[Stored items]
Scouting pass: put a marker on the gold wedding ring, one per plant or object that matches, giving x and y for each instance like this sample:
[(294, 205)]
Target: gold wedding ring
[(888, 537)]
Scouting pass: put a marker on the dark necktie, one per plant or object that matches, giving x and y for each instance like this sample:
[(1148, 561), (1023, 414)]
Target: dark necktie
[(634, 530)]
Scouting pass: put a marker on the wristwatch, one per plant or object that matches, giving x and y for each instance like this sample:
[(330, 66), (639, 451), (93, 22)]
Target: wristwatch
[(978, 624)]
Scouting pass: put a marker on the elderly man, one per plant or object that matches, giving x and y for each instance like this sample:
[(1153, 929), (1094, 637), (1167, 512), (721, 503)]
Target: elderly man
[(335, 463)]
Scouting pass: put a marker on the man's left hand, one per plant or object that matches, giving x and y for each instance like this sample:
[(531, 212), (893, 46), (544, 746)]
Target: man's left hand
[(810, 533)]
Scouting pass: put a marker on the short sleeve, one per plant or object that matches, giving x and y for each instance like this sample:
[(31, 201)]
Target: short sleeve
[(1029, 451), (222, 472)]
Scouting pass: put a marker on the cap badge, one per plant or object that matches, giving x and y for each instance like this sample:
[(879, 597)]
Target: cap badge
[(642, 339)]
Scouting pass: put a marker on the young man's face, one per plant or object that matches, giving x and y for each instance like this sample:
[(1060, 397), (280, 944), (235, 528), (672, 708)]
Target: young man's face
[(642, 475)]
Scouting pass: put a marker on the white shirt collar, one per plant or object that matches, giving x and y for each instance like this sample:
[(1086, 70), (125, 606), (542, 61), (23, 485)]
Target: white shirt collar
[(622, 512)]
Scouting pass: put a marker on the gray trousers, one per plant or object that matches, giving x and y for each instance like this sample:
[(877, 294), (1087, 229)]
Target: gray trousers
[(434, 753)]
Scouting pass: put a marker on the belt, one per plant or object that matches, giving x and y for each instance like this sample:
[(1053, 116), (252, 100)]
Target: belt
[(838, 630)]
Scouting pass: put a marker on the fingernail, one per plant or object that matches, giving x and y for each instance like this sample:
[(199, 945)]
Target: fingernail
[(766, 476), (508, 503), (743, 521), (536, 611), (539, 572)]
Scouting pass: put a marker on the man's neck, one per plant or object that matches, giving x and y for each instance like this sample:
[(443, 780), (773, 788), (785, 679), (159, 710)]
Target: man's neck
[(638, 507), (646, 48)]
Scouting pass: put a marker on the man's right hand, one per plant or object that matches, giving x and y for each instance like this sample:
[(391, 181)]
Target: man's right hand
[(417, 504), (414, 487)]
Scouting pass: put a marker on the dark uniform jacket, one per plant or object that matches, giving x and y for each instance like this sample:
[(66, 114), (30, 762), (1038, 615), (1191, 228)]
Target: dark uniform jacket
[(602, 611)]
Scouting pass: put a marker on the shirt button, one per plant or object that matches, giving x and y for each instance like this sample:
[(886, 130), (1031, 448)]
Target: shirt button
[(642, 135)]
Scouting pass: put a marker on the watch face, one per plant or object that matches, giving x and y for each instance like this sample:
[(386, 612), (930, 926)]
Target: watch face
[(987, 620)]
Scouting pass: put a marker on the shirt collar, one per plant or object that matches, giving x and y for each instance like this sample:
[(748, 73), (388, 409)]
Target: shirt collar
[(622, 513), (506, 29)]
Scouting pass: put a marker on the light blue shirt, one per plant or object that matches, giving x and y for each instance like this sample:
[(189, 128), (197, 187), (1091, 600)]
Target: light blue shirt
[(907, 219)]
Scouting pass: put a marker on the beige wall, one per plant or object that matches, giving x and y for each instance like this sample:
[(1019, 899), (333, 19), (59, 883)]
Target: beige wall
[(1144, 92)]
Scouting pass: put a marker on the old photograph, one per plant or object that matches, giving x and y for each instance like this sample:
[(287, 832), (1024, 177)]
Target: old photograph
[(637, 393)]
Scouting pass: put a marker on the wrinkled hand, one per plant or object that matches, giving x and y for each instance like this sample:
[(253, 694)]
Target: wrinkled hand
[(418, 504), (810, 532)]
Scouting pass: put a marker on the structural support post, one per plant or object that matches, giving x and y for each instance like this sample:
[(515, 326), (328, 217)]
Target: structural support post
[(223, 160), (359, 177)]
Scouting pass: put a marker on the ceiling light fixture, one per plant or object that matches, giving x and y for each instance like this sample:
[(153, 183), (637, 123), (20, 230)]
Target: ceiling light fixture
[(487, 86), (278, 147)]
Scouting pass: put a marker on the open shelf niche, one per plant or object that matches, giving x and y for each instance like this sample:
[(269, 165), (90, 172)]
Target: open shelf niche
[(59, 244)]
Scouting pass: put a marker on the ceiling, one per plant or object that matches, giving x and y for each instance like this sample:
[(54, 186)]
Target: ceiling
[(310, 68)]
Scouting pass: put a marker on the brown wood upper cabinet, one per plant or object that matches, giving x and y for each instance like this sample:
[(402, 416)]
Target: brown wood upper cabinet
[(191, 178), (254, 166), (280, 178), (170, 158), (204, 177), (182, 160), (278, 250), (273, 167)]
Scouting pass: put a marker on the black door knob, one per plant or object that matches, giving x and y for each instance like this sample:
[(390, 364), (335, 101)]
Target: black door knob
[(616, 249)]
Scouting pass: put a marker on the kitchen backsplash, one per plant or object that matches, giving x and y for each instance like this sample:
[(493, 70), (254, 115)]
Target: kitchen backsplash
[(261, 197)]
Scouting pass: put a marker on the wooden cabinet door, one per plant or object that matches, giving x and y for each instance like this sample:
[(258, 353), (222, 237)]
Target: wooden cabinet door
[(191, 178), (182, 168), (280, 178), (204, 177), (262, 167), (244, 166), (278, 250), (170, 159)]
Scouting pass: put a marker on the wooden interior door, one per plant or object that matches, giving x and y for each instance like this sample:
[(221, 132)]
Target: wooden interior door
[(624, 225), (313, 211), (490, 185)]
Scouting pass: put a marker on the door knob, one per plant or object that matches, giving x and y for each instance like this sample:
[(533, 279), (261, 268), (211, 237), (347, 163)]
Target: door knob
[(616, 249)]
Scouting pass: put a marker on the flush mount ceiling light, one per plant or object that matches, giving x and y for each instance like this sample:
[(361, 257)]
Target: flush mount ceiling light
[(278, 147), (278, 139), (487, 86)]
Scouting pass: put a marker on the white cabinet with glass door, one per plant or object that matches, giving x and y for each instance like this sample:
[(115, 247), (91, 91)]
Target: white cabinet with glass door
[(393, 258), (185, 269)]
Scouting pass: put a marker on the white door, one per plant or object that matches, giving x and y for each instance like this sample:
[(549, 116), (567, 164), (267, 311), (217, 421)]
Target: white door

Required action.
Each line above needs to be output again, exactly as shown.

Exercise solution.
Scouting pass: put a marker on the gold wedding ring, one per plant or object that matches, giving x and y for each instance like this sample:
[(294, 205)]
Target: gold wedding ring
[(888, 537)]
Scouting pass: put a marker on the dark necktie, one per plant or object that matches, giving x and y for each instance like this sample:
[(1148, 561), (1023, 414)]
Target: dark necktie
[(634, 530)]
Scouting pass: put a marker on the wristwatch, one per plant or object that matches, giving x and y for each instance like this sample:
[(330, 66), (639, 451), (93, 22)]
Target: wristwatch
[(978, 624)]
Scouting pass: put a marker on the elderly man, one per plant or object that matches, giving x and y for each instance like this sample:
[(1153, 929), (1094, 637), (1167, 512), (721, 503)]
Target: elderly man
[(335, 463)]
Scouting pass: put a marker on the man's left hand, one per plant or object that matches, giving x and y for each instance like this sample:
[(531, 212), (893, 46), (544, 746)]
Target: man's left hand
[(810, 533)]
Scouting pass: put a marker on the short sleeve, one per plant or object that matches, giving x and y for each instance like this sample:
[(31, 201)]
Target: short sleeve
[(1029, 451), (222, 472)]
Scouting pass: put a marker on the cap badge, one per plant or object that matches, giving x and y for each instance like this sample:
[(879, 597)]
Target: cap badge
[(642, 339)]
Scouting pass: put a marker on the young man's face, one per plant or object that matches, giving x and y for each instance like this sample:
[(1060, 397), (280, 944), (235, 528), (672, 708)]
Target: young man's face
[(642, 475)]
Scouting pass: put a marker on the white shirt collar, one per plant or object that matches, giving x and y for each instance like this sample:
[(1086, 70), (125, 606), (542, 61), (23, 485)]
Target: white shirt collar
[(622, 512)]
Scouting pass: put a marker on the gray trousers, one per plant or object that matches, giving x and y for each instance like this sample:
[(877, 294), (1087, 229)]
Target: gray trousers
[(434, 753)]
Scouting pass: put a marker on the belt, one per plant or object that matches, giving x and y for each instance like this sample:
[(1053, 116), (252, 100)]
Target: belt
[(838, 630)]
Scouting pass: put a marker on the fingernail, one per plant or object that matches, giving x and y for each instance like this sample:
[(199, 945)]
Target: fingernail
[(766, 476), (508, 503), (743, 521), (536, 611), (539, 572)]
Scouting pass: put a marker on the man's neck, one per plant or object that matches, giving x and y for each instance like this sample:
[(443, 780), (773, 788), (785, 679), (159, 710)]
Target: man's neck
[(638, 507), (646, 48)]
Scouting pass: put a marker on the man's right hand, one per plant or object that matches, giving x and y for each instance like this sample:
[(391, 181)]
Target: man's right hand
[(417, 504), (414, 487)]
Scouting pass: put a marker on the dark uniform jacket, one per plant or object that matches, giving x and y for each instance like this sample:
[(66, 114), (30, 762), (1038, 615), (1191, 228)]
Target: dark uniform jacket
[(602, 611)]
Scouting pass: put a marker on the shirt button, one per plant or object that matches, giving x and y for each instance like this sample:
[(886, 130), (1031, 448)]
Target: shirt button
[(642, 135)]
Scouting pass: put a marker on the watch face, one per plant or object that matches, giving x and y for each instance like this sample:
[(386, 612), (930, 926)]
Target: watch face
[(987, 620)]
Scouting pass: put a marker on the shirt collar, one per plant or object that matches, giving x and y for each instance like this sample:
[(748, 73), (388, 409)]
Target: shirt collar
[(622, 513), (506, 29)]
Scouting pass: put a marker on the light blue shirt, one per plant or object that matches, giving x and y for each instance like this sample:
[(189, 128), (197, 187), (1091, 600)]
Target: light blue shirt
[(907, 219)]
Scouting pass: put a marker on the beige wall, one per plant or object that matches, giving x and y for each instance like this sample:
[(1019, 899), (333, 19), (59, 883)]
Target: beige wall
[(1144, 92)]
Scouting pass: put a marker on the old photograph, one per plant or object that matches, giving x and y for each instance like this sample:
[(287, 832), (1024, 177)]
Target: old photograph
[(637, 393)]
Scouting pass: put a marker on the wrinkled hand, one per plant or object that matches, giving x and y for each instance like this sample:
[(253, 694)]
Target: wrinkled hand
[(418, 504), (810, 532)]
Scouting pass: put a marker on the structural support post, one per plant or object that matches, giving x and y for each instance like this sample:
[(515, 326), (328, 217)]
Target: structural support post
[(223, 160), (359, 177)]
Scouting pass: put a marker on the ceiling light fixture, one per plant or object that matches, giving x and y for each instance like this sample:
[(153, 183), (637, 123), (20, 230)]
Target: ceiling light fixture
[(487, 86), (278, 147)]
Scouting pass: put a marker on the open shelf niche, one per plant or object that matches, giving x and y for each instance like this sample:
[(269, 165), (90, 172)]
Target: open shelf niche
[(59, 244)]
Scouting pass: put a marker on the ceiling, one per plant or object that matches, giving x and y for each instance like this sample:
[(54, 186)]
Target: ceiling
[(310, 68)]
Scouting pass: put a marker on the brown wood upper cabinet, one per plant or object that matches, giving x and y for each instance like this sample:
[(402, 416)]
Target: brown wood upper cabinet
[(191, 178), (254, 166), (280, 178), (170, 158), (204, 177), (182, 160), (278, 250), (273, 167)]
Scouting pass: put a marker on the black door knob, one per plant or object that matches, giving x and y for each instance like this sample:
[(390, 364), (335, 101)]
Target: black door knob
[(616, 249)]
Scouting pass: put a marker on the kitchen backsplash, one per plant or object that matches, giving x and y for each instance like this sample:
[(493, 70), (254, 115)]
Target: kitchen backsplash
[(261, 197)]
Scouting pass: put a marker on the wooden cabinet door, one per plant or object that matches, giving x and y for each instance like this sample:
[(258, 353), (222, 237)]
Target: wooden cabinet door
[(191, 178), (182, 168), (280, 178), (204, 177), (262, 167), (244, 166), (278, 250), (170, 159)]
Scouting pass: put a marker on the wooden interior door, one per plant or object that matches, giving x and y for each instance like this sample:
[(221, 132)]
Target: wooden interior door
[(624, 225), (313, 211), (490, 185)]
Scouting pass: put a marker on the door knob, one per plant or object that matches, giving x and y for each instance like this sample:
[(533, 279), (261, 268), (211, 237), (347, 163)]
Target: door knob
[(616, 249)]
Scouting pass: put a marker on the flush mount ceiling light, one per plant or object that matches, giving x and y for each instance like this sample:
[(361, 257)]
Target: flush mount ceiling light
[(278, 147), (278, 139), (487, 86)]
Scouting pass: put a marker on the white cabinet with glass door, one per plant or object that matches, giving x and y for each instance like this sample:
[(115, 247), (91, 91)]
Target: white cabinet with glass door
[(393, 258), (185, 269)]
Scouting pass: put a marker on the white door, one per plant or object that matches, giving x and y for each instance like this sample:
[(549, 116), (567, 164), (267, 311), (217, 421)]
Target: white door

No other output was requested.